___ PASSAGE FOR REVIEW

There are many variations of the art, which leads to a diversity of approaches. Jujutsu schools may utilize all forms of grappling techniques to some degree (e.g., throwing, takedowns, leg sweeps, trapping, pins, joint locks, holds, chokeholds, gouging, biting, hair pulling, disengagements, and striking). In addition to jujutsu, many schools teach the use of weapons. Today, jujutsu is practiced in both traditional self-defense oriented and modern sports forms. Derived sport forms include the Olympic sport and martial art of judo, which was developed by Kanō Jigorō in the late 19th century from several traditional styles of jujutsu, and sambo and Brazilian jiu-jitsu, which were derived from judo.

== Etymology ==
Jujutsu is derived using the Hepburn romanization system. Before the first half of the 20th century, however, jiu-jitsu and ju-jitsu were preferred, even though the romanization of the second kanji as jitsu is not faithful to the standard Japanese pronunciation. It was a non-standardized spelling resulting from how English speakers heard the second short u in the word, which is pronounced /ɯ/ and therefore close to a short English i. This may also be a reflection of the speech of Shitamachi that merges 'ju' into 'ji'. Since Japanese martial arts first became widely known of in the West in that time period, these earlier spellings are still common in many places. Ju-jitsu is still a common spelling in France, Canada, and the United Kingdom while jiu-jitsu is most widely used in Germany and Brazil. Different from the Japanese pronunciation, the word Jujutsu is still usually pronounced as if it is spelled jujitsu in the United States.

Some define jujutsu and similar arts rather narrowly as "unarmed" close combat systems used to defeat or control an enemy who is similarly unarmed. Basic methods of attack include hitting or striking, thrusting or punching, kicking, throwing, pinning or immobilizing, strangling, and joint locking. Great pains were also taken by the bushi (classic warriors) to develop effective methods of defense, including parrying or blocking strikes, thrusts and kicks, receiving throws or joint locking techniques (i.e., falling safely and knowing how to "blend" to neutralize a technique's effect), releasing oneself from an enemy's grasp, and changing or shifting one's position to evade or neutralize an attack. As jujutsu is a collective term, some schools or ryu adopted the principle of ju more than others.

______
___ RECORDS SHOWN

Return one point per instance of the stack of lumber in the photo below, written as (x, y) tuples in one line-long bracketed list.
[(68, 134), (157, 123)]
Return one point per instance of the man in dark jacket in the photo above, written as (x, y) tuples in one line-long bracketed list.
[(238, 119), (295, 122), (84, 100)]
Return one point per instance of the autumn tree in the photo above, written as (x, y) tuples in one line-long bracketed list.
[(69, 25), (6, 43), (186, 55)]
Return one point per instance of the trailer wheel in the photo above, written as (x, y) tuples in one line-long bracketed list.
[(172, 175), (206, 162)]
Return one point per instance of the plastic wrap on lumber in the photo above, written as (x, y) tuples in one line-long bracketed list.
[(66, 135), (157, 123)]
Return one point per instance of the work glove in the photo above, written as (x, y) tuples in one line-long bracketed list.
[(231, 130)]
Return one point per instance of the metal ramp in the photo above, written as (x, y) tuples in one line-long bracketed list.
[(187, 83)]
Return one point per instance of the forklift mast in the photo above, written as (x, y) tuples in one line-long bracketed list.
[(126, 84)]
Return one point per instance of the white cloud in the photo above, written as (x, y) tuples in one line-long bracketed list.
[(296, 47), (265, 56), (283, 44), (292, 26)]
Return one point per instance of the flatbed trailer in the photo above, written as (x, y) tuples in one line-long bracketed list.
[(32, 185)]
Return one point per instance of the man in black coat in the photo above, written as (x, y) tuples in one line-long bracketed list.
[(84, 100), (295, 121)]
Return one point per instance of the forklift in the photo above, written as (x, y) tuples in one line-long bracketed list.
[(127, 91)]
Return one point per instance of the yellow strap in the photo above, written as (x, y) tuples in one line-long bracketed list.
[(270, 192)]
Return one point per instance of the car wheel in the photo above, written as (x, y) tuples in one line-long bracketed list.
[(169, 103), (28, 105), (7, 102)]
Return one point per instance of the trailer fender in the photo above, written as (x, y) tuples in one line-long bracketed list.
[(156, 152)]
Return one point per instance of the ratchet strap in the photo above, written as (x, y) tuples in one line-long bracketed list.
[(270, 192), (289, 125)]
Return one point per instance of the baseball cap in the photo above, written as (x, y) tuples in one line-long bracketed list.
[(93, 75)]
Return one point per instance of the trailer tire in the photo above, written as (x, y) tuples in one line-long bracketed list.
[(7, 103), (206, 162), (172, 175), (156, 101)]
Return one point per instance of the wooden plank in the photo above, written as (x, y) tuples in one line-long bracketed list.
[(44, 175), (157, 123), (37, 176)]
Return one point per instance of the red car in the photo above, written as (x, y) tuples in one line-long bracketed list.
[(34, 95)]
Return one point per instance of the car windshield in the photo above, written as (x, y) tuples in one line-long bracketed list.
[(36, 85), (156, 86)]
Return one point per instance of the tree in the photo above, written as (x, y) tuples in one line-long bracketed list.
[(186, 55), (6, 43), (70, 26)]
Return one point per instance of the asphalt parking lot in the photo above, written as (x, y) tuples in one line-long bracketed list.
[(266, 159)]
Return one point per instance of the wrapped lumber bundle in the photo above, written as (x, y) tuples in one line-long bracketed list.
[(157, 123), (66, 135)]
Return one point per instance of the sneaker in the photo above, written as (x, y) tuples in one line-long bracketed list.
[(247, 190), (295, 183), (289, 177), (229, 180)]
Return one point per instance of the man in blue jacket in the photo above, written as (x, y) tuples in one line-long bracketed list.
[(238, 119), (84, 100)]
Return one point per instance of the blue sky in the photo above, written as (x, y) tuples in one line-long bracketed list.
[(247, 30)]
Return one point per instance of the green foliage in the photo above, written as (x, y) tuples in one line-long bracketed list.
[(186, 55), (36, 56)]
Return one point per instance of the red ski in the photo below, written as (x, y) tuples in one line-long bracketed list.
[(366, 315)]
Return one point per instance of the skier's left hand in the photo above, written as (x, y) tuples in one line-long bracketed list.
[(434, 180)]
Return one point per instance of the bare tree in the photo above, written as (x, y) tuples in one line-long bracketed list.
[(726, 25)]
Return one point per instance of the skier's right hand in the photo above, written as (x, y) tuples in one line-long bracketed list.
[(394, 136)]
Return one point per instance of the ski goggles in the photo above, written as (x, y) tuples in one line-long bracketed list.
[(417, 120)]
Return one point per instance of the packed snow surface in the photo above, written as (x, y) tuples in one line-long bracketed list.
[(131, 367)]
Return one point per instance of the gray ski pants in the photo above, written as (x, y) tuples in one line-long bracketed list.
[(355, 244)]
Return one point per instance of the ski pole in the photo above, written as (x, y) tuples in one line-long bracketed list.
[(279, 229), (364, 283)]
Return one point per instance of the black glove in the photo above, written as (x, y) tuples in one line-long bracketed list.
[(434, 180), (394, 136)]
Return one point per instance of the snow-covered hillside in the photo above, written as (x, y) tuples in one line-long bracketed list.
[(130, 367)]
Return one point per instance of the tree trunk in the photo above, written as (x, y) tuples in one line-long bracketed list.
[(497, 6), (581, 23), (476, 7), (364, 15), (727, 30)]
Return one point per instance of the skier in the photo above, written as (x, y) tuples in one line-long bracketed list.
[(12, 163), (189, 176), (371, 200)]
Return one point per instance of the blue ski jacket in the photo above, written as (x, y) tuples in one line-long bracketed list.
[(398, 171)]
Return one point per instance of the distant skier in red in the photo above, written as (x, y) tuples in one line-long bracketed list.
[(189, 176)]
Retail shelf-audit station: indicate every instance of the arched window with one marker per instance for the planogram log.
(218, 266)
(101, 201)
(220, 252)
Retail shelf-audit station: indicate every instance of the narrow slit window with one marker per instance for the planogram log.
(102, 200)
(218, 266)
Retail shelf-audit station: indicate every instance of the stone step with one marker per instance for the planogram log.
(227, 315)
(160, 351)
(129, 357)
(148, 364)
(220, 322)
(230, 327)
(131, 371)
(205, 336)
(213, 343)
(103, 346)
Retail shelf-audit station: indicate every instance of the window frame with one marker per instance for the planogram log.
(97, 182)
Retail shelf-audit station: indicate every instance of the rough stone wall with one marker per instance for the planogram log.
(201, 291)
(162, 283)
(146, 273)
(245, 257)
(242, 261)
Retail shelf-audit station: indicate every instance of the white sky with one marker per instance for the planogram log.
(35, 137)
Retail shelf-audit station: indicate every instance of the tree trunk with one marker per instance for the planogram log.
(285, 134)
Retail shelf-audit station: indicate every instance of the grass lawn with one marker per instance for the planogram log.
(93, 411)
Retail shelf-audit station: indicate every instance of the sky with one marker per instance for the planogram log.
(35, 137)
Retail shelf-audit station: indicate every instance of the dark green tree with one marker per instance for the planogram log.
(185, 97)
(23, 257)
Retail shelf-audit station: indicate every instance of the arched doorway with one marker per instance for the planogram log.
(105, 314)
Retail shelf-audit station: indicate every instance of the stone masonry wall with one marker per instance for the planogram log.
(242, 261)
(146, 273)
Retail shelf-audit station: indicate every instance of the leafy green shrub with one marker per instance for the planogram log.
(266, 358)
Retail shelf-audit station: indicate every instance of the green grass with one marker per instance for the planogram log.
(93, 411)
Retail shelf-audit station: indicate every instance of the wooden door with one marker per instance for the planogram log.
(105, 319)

______

• **TASK TO CARRY OUT**
Continue the jujutsu passage after its final sentence, which ends "adopted the principle of ju more than others."

• **ANSWER SPACE**
From a broader point of view, based on the curricula of many of the classical Japanese arts themselves, however, these arts may perhaps be more accurately defined as unarmed methods of dealing with an enemy who was armed, together with methods of using minor weapons such as the jutte (truncheon; also called jitter), tantō (knife), or kakushi buki (hidden weapons), such as the ryofundo kusari (weighted chain) or the bankokuchoki (a type of knuckle-duster), to defeat both armed or unarmed opponents.

Furthermore, the term jujutsu was also sometimes used to refer to tactics for infighting used with the warrior's major weapons: katana or tachi (sword), yari (spear), naginata (glaive), jō (short staff), and bō (quarterstaff). These close combat methods were an important part of the different martial systems that were developed for use on the battlefield. They can be generally characterized as either Sengoku period (1467–1603) katchu bu Jutsu or yoroi kumiuchi (fighting with weapons or grappling while clad in armor), or Edo period (1603–1867) suhada bu Jutsu (fighting while dressed in the normal street clothing of the period, kimono and hakama).

The first Chinese character of jujutsu is the same as the first one in judo. The second Chinese character of jujutsu is the same as the second one in bujutsu.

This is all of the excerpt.